### TASK TO CARRY OUT
Please return every line of the records below that contains the string "Request", with case counting.

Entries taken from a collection
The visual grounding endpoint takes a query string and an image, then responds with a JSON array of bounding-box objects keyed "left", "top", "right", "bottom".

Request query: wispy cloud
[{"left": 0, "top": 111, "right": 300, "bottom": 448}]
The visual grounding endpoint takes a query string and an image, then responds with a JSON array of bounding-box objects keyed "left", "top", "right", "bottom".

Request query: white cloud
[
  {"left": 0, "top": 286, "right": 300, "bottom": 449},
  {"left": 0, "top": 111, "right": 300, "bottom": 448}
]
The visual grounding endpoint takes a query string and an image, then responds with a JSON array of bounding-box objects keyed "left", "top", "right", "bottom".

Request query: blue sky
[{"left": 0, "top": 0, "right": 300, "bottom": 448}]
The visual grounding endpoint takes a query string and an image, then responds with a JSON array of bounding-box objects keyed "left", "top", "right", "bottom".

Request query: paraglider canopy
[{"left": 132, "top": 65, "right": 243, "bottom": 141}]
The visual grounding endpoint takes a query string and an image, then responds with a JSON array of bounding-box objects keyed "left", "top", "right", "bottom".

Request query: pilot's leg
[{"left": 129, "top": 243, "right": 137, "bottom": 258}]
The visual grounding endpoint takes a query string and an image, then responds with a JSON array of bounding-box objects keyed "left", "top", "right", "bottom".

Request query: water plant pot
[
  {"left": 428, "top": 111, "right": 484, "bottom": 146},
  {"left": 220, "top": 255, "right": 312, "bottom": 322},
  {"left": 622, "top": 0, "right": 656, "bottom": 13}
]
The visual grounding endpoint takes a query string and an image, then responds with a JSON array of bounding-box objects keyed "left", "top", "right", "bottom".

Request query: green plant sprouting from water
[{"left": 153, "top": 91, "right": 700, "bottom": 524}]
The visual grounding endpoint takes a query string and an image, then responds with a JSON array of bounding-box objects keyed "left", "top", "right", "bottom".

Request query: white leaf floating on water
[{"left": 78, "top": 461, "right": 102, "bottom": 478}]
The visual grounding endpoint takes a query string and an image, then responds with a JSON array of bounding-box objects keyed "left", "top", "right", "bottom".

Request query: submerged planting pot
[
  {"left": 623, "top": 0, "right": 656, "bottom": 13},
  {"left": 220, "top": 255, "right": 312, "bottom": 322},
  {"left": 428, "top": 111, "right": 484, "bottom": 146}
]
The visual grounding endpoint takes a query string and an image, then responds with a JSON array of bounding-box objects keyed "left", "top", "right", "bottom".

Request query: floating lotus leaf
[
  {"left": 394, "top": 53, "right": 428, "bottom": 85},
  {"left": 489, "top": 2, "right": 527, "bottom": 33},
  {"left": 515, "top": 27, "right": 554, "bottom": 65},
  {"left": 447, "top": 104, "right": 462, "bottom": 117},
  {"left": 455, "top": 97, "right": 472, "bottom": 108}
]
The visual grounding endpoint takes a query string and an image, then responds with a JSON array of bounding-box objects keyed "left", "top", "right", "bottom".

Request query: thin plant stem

### THE ANSWER
Request query: wispy cloud
Request query: white cloud
Request query: blue sky
Request query: paraglider canopy
Request query: pilot's leg
Request query: water plant pot
Request query: green plant sprouting from water
Request query: white leaf floating on water
Request query: submerged planting pot
Request query: floating lotus leaf
Request query: thin plant stem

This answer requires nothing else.